Exercise goal >> Collect every line of the listing below that contains the string "rock". Copy each such line verbatim.

-- Start Raw data --

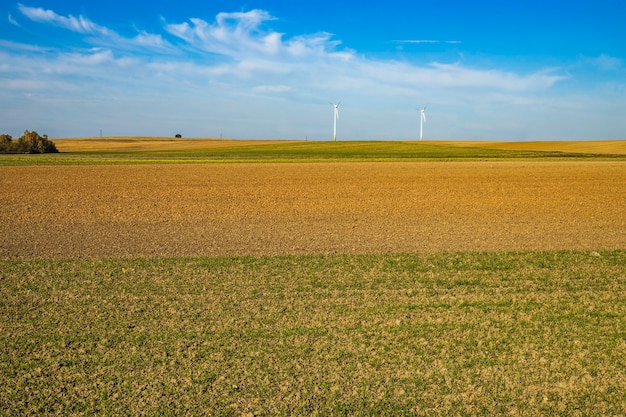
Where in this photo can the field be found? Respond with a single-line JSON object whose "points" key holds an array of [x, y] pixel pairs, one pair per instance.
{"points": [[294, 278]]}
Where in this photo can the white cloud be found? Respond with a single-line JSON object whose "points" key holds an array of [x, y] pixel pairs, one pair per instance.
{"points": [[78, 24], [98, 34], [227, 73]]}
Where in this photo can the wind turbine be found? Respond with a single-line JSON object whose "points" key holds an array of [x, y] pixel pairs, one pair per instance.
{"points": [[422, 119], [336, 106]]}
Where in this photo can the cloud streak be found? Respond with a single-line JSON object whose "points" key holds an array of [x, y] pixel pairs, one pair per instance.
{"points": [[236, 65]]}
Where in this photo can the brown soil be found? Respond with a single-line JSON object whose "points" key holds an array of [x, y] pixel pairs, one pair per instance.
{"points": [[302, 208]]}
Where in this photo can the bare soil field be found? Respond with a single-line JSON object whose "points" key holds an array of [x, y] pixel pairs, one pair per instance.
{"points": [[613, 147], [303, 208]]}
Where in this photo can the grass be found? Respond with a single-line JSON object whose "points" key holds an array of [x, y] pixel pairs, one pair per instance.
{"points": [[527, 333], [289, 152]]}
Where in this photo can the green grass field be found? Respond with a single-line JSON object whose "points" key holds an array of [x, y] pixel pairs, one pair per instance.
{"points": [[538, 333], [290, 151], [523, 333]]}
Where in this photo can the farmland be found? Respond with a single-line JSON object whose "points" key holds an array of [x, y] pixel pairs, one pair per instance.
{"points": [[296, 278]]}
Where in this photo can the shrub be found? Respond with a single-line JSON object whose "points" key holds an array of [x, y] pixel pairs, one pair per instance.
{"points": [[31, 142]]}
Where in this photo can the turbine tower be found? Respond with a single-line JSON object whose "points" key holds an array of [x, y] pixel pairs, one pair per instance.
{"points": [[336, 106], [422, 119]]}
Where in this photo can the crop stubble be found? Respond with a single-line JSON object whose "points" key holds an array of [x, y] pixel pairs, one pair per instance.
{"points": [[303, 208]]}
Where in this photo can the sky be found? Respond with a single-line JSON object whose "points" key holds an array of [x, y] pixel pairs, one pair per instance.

-- End Raw data --
-- Start Raw data --

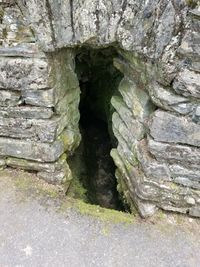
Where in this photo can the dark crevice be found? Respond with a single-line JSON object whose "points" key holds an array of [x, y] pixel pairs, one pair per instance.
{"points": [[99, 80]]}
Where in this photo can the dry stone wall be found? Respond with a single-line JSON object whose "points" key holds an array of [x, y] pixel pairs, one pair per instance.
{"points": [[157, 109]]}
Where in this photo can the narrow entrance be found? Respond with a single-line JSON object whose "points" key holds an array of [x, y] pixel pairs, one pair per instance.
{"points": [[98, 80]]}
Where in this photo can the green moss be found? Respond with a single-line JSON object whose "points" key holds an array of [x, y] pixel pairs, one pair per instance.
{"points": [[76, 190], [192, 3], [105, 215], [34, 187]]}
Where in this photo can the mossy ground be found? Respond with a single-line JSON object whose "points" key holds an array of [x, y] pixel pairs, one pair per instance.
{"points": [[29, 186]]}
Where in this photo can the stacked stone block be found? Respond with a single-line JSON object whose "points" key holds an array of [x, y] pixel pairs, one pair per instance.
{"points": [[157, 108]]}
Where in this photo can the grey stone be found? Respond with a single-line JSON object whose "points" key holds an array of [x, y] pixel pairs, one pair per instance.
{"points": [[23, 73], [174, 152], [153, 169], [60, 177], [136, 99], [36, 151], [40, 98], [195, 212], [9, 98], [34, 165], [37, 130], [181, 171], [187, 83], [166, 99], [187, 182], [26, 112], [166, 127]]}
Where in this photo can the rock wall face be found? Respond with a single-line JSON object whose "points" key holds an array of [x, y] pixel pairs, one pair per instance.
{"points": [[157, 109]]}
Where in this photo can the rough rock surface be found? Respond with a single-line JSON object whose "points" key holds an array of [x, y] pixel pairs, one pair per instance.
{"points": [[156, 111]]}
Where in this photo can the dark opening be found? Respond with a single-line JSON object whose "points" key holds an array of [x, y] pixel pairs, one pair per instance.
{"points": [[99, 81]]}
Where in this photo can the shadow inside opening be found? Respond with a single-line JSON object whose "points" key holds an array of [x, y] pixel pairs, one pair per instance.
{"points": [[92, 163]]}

-- End Raw data --

Full solution >>
Where in this photo can the rock wall face be found? Respond with a single-line JSON object whose "points" key holds an array of [x, y] pixel pairs, one pair per instance.
Where in this photo can the rough rock surface be found? Respond with a single-line JSON object whose "points" key holds an array of [x, y] pixel pairs, one pair per instance.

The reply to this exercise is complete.